-- PROVIDED DATA --
________________________________________

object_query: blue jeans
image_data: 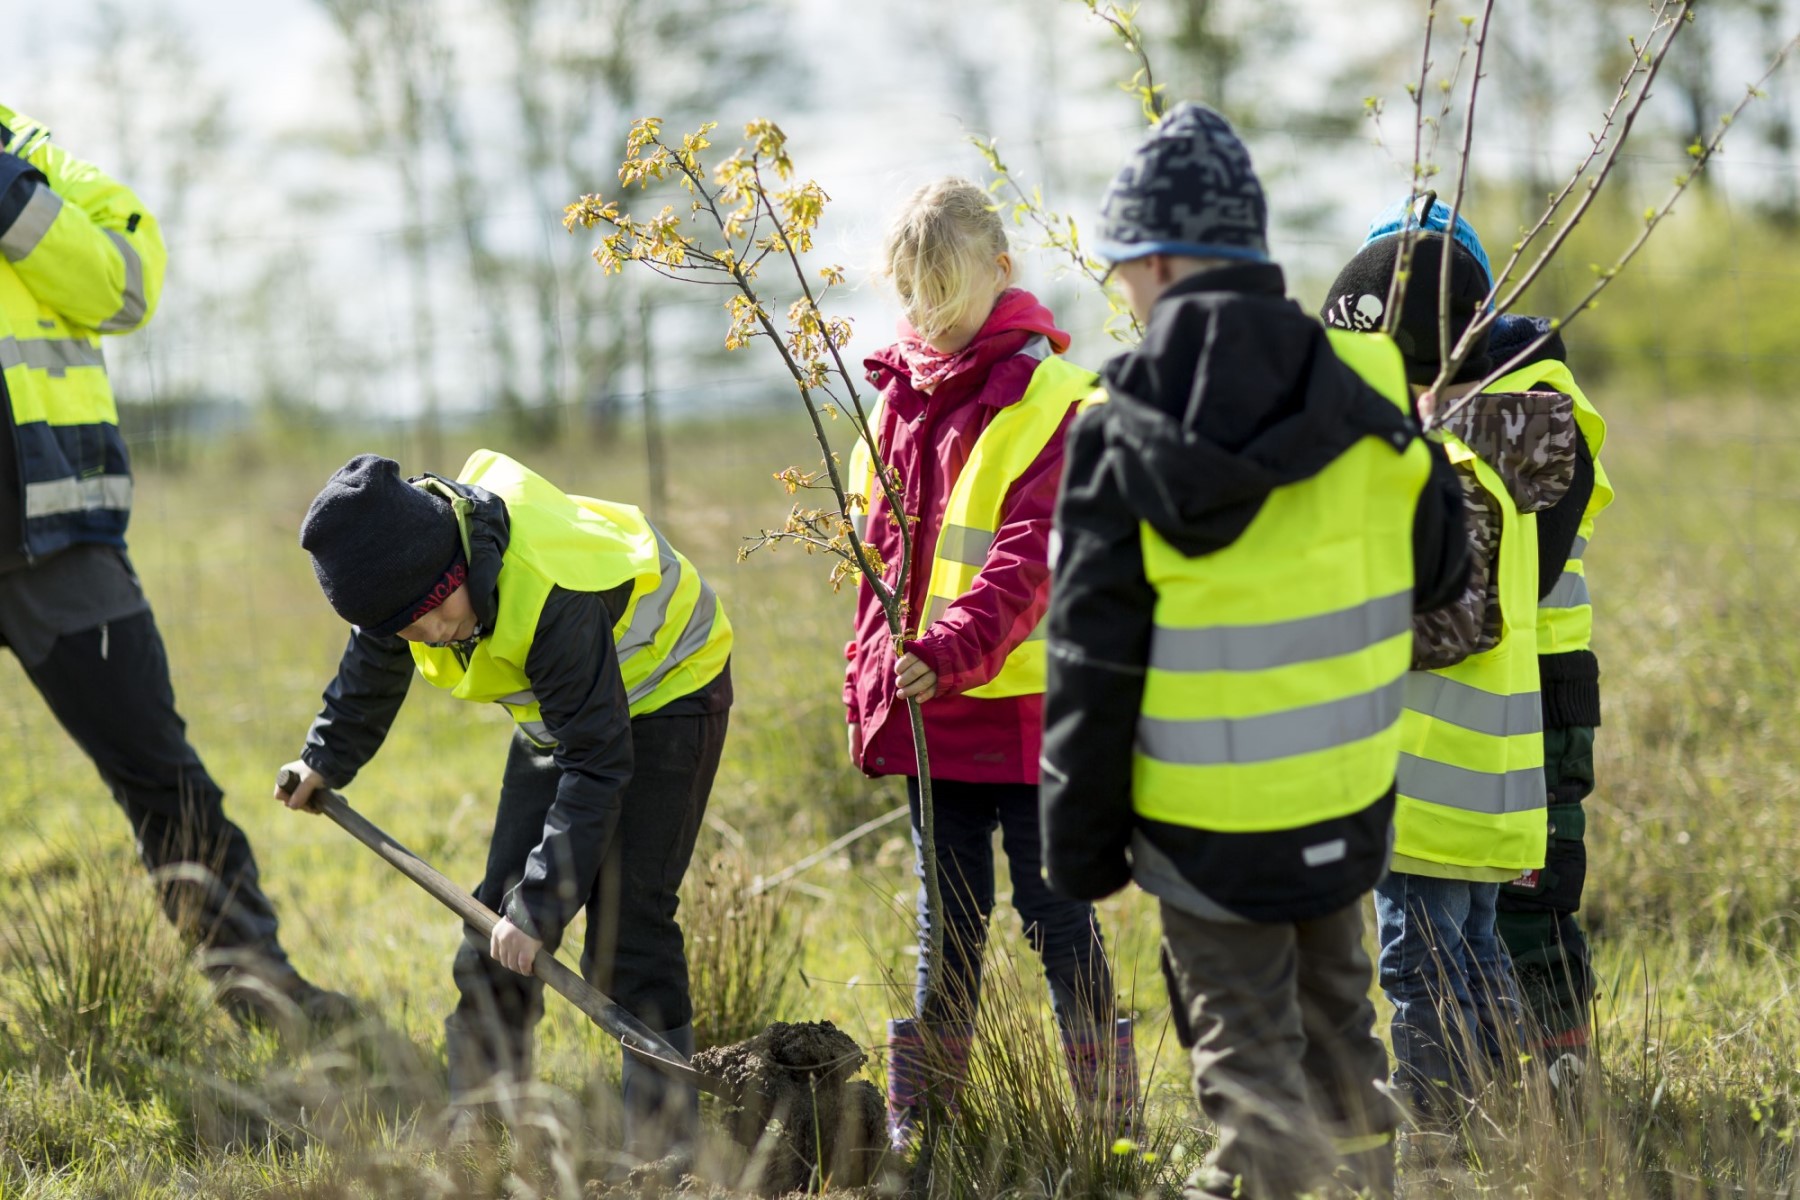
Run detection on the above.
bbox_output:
[906,777,1113,1034]
[1374,872,1521,1123]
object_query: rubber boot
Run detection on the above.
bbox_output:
[621,1023,699,1164]
[885,1018,974,1153]
[1062,1017,1140,1136]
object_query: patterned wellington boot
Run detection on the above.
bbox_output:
[885,1017,974,1152]
[1061,1017,1141,1136]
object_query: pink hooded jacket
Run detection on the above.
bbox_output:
[844,289,1075,785]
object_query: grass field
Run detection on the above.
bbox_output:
[2,386,1799,1198]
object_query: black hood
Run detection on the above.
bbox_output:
[1096,263,1418,557]
[421,474,511,632]
[1488,312,1568,373]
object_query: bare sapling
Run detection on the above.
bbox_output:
[973,0,1166,343]
[1373,0,1800,429]
[1362,0,1484,345]
[563,118,950,1018]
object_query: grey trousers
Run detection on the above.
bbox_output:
[1160,897,1398,1200]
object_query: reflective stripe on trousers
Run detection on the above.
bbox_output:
[1137,679,1404,766]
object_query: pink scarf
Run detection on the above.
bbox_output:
[893,289,1071,394]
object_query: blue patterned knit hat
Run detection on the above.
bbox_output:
[1096,102,1269,265]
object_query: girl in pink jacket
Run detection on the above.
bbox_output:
[846,178,1133,1147]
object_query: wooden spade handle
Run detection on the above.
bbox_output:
[276,768,726,1097]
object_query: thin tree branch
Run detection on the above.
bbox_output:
[1385,0,1440,334]
[1438,0,1495,369]
[1434,0,1692,389]
[1429,30,1799,431]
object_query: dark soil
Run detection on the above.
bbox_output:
[693,1020,888,1195]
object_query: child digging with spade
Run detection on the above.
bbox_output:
[275,449,732,1158]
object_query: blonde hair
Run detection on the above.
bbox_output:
[880,177,1011,342]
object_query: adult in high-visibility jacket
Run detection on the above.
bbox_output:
[1044,104,1470,1200]
[278,450,732,1151]
[0,104,350,1028]
[1324,218,1577,1138]
[849,177,1127,1148]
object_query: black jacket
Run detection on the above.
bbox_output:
[1490,314,1601,729]
[300,478,728,944]
[1039,264,1469,921]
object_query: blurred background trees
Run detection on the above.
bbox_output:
[11,0,1798,445]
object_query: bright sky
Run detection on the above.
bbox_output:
[11,0,1794,416]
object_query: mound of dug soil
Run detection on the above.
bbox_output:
[694,1020,887,1194]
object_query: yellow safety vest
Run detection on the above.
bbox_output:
[1394,438,1548,874]
[1488,361,1613,657]
[1131,330,1431,833]
[0,104,164,560]
[849,348,1097,699]
[409,450,733,744]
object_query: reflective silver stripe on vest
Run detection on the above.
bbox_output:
[97,229,149,332]
[616,529,682,666]
[1541,536,1591,609]
[0,183,62,262]
[1136,678,1403,766]
[1397,754,1545,814]
[626,577,720,706]
[1404,674,1542,737]
[497,689,555,746]
[23,473,132,518]
[1542,570,1591,610]
[937,523,993,568]
[1150,590,1411,674]
[0,335,105,375]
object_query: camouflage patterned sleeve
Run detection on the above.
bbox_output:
[1440,389,1577,515]
[1411,460,1501,670]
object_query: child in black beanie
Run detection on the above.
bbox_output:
[1322,223,1578,1159]
[276,449,733,1157]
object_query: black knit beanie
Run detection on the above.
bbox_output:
[1097,102,1269,264]
[300,454,465,635]
[1320,233,1493,386]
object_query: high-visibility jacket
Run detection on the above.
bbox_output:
[848,350,1097,699]
[1394,436,1548,874]
[0,104,164,561]
[409,450,733,744]
[1487,360,1613,657]
[1131,330,1431,833]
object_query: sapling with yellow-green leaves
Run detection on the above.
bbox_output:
[563,118,951,1029]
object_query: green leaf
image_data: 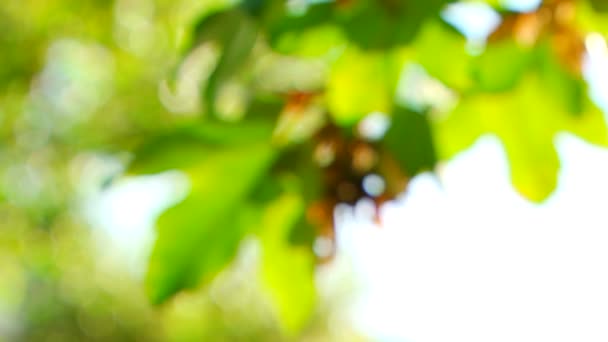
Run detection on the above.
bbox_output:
[273,24,346,57]
[241,0,266,16]
[561,93,608,148]
[326,47,393,125]
[129,120,275,175]
[472,39,533,92]
[575,1,608,36]
[408,19,472,91]
[271,145,324,247]
[263,0,335,50]
[431,94,483,162]
[338,0,454,50]
[433,35,607,201]
[145,143,276,304]
[258,192,316,334]
[337,0,405,50]
[383,106,437,176]
[190,9,258,116]
[473,0,503,9]
[434,72,606,202]
[589,0,608,12]
[536,42,585,116]
[434,82,557,201]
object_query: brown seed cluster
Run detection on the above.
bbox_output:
[278,90,413,261]
[308,125,408,260]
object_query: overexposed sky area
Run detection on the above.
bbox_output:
[341,134,608,342]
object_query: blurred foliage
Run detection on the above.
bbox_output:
[2,0,608,340]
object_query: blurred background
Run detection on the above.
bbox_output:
[3,0,608,341]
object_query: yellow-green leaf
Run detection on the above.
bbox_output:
[434,72,606,201]
[326,47,392,125]
[259,192,316,334]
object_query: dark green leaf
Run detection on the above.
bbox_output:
[338,0,454,50]
[129,120,275,175]
[145,143,276,304]
[204,12,258,116]
[384,106,437,176]
[189,9,258,116]
[589,0,608,12]
[263,0,335,49]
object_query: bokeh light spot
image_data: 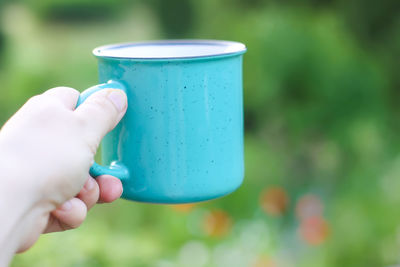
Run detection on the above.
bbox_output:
[203,210,232,237]
[259,187,289,216]
[170,203,196,213]
[295,194,323,221]
[252,255,276,267]
[299,216,330,245]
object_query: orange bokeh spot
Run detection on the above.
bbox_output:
[299,216,330,245]
[252,255,276,267]
[259,187,289,216]
[170,203,196,212]
[295,194,323,221]
[203,210,232,237]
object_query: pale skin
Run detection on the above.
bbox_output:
[0,86,128,266]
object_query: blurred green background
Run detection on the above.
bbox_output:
[1,0,399,266]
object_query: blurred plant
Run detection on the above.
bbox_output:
[0,28,4,61]
[298,215,330,245]
[203,210,232,238]
[170,203,196,213]
[251,255,276,267]
[295,194,329,246]
[150,0,196,38]
[259,187,289,217]
[22,0,128,22]
[295,194,323,220]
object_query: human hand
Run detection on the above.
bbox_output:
[0,86,127,260]
[41,175,122,241]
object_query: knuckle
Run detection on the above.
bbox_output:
[48,86,79,95]
[26,94,44,106]
[26,95,61,115]
[53,86,79,92]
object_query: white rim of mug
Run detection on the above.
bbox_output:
[93,40,247,60]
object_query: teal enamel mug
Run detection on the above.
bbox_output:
[77,40,246,203]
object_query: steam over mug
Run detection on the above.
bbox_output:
[77,40,246,203]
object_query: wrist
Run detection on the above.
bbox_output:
[0,150,54,262]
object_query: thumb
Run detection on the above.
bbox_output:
[74,89,127,148]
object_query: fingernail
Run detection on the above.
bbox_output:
[60,200,72,211]
[85,178,95,191]
[108,90,127,112]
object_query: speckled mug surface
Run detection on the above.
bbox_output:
[80,40,246,203]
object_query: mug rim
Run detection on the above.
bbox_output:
[93,39,247,61]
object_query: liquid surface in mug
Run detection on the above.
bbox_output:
[94,40,246,59]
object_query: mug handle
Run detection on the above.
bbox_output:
[76,80,129,181]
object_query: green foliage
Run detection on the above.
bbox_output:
[21,0,128,22]
[151,0,196,38]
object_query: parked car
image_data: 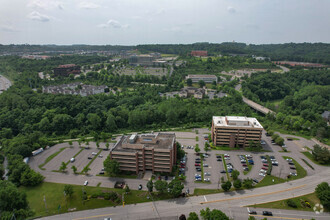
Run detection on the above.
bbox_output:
[204,178,210,182]
[249,210,257,214]
[288,162,294,165]
[259,173,266,177]
[290,172,297,176]
[220,170,226,173]
[138,184,142,190]
[99,171,104,175]
[216,155,222,158]
[262,167,268,170]
[87,157,92,159]
[92,152,97,155]
[260,169,267,173]
[263,163,269,167]
[204,172,211,176]
[195,163,201,166]
[98,155,103,158]
[228,169,233,173]
[203,164,209,167]
[290,167,296,170]
[70,158,75,163]
[217,158,222,161]
[244,167,249,171]
[286,158,293,162]
[84,180,88,186]
[262,211,273,216]
[196,167,201,171]
[253,179,259,183]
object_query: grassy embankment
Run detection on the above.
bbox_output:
[282,156,307,180]
[21,182,172,218]
[302,151,330,167]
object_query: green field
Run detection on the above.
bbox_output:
[302,151,330,166]
[193,188,223,196]
[252,193,324,212]
[21,182,171,217]
[255,175,286,188]
[282,156,307,180]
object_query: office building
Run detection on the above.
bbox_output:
[211,116,263,148]
[186,74,217,83]
[110,133,177,174]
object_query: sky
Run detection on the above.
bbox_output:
[0,0,329,45]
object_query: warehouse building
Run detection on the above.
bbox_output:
[211,116,263,148]
[110,133,177,174]
[186,74,217,83]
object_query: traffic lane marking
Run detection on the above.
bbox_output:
[200,184,306,204]
[72,213,115,220]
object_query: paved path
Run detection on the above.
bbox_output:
[0,74,12,94]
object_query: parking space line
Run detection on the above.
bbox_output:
[200,184,306,204]
[204,196,207,202]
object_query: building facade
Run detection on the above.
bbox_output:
[191,50,208,57]
[211,116,263,148]
[186,74,217,83]
[54,64,81,76]
[110,133,177,174]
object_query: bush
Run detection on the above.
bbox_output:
[286,199,297,208]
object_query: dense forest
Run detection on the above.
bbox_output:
[243,70,330,142]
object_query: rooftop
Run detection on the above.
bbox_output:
[213,116,263,129]
[187,74,217,78]
[112,133,176,153]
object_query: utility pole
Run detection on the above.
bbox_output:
[43,195,48,213]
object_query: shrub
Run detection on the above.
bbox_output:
[286,199,297,208]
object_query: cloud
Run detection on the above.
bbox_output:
[163,26,182,32]
[97,19,129,29]
[79,2,100,9]
[27,11,51,22]
[0,25,19,32]
[227,6,236,14]
[28,0,63,10]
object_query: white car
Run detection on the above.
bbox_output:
[204,172,211,176]
[92,152,97,155]
[259,173,266,177]
[84,180,88,186]
[290,172,297,176]
[260,169,267,173]
[204,178,210,182]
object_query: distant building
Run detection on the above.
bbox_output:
[129,53,164,66]
[54,64,81,76]
[161,87,226,100]
[211,116,263,148]
[42,82,109,96]
[110,133,177,174]
[22,55,50,60]
[179,87,205,99]
[322,111,330,123]
[191,51,208,57]
[272,61,327,68]
[186,74,217,83]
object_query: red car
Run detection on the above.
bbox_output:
[180,165,185,168]
[242,164,247,167]
[263,163,269,167]
[195,163,201,166]
[262,167,268,170]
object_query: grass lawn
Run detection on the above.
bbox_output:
[302,151,330,167]
[282,156,307,180]
[21,182,172,218]
[252,193,326,212]
[255,175,286,188]
[194,188,223,196]
[38,147,67,170]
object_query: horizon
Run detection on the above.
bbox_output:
[1,0,330,45]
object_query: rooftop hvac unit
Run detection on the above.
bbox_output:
[129,134,138,144]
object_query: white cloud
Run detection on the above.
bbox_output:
[0,25,19,32]
[27,11,51,22]
[79,2,100,9]
[28,0,63,10]
[97,19,129,29]
[227,6,236,14]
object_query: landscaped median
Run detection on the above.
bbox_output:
[221,154,230,181]
[282,156,307,180]
[251,193,323,212]
[65,148,84,165]
[38,147,67,170]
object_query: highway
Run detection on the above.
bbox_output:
[0,74,12,94]
[39,167,330,220]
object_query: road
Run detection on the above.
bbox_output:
[0,74,12,94]
[235,84,275,115]
[40,166,330,219]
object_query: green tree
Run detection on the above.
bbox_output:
[195,145,200,154]
[315,182,330,209]
[71,165,77,174]
[200,208,229,220]
[64,185,74,197]
[155,180,168,194]
[105,143,110,150]
[312,145,330,165]
[221,181,232,192]
[243,178,254,189]
[59,162,67,172]
[125,185,131,194]
[147,180,153,192]
[20,169,44,186]
[187,212,199,220]
[248,216,257,220]
[68,141,73,147]
[82,166,91,175]
[0,180,29,213]
[198,80,205,88]
[231,170,240,180]
[103,157,120,175]
[168,179,184,197]
[187,78,193,86]
[233,179,242,189]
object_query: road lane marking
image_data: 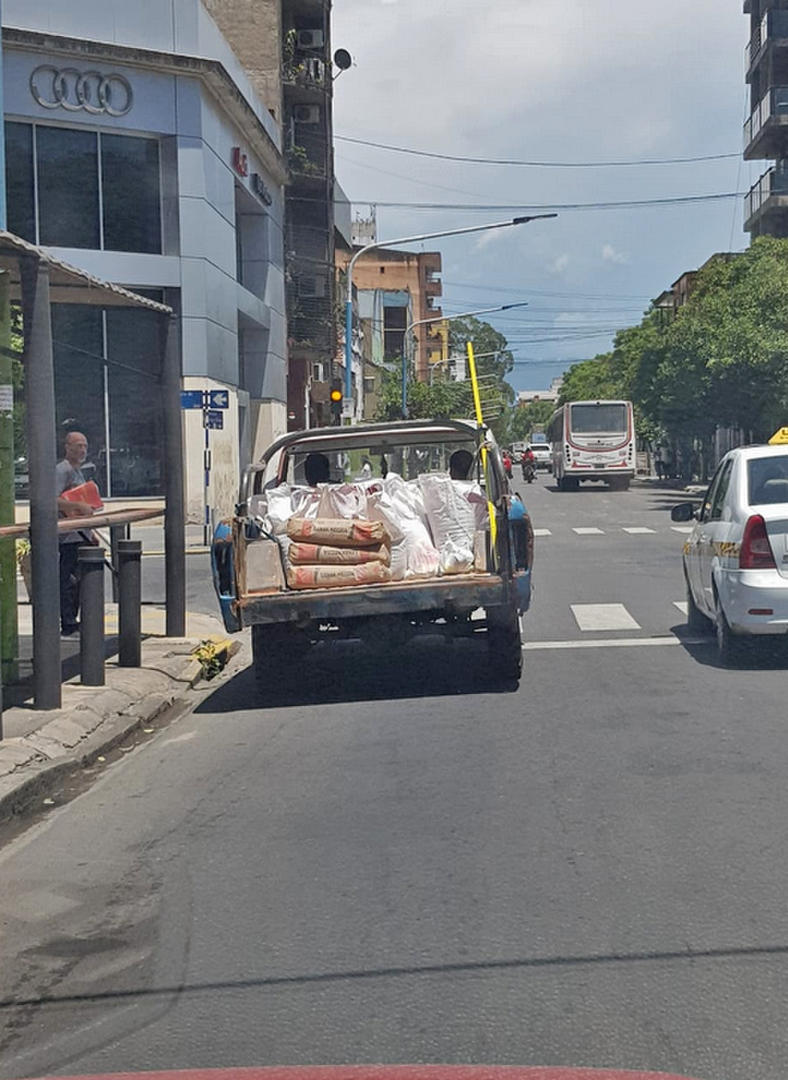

________________________________________

-- TASK TO COMPLETE --
What is needed is a verbatim copy of every line in the records above from the one containing "object_query: reflective silver" down to the one containing "object_query: camouflage patterned sleeve", both included, and nothing more.

-- WRITTEN SOLUTION --
object_query: reflective silver stripe on vest
Run detection on the above.
bbox_output:
[97,229,149,332]
[616,529,682,666]
[1541,536,1591,609]
[0,183,62,262]
[1136,678,1403,766]
[1397,754,1545,814]
[626,577,720,706]
[1404,674,1542,737]
[497,689,555,746]
[23,473,132,518]
[1542,570,1591,610]
[937,523,993,568]
[1150,590,1411,674]
[0,335,105,375]
object_query: camouflage patterned sleeve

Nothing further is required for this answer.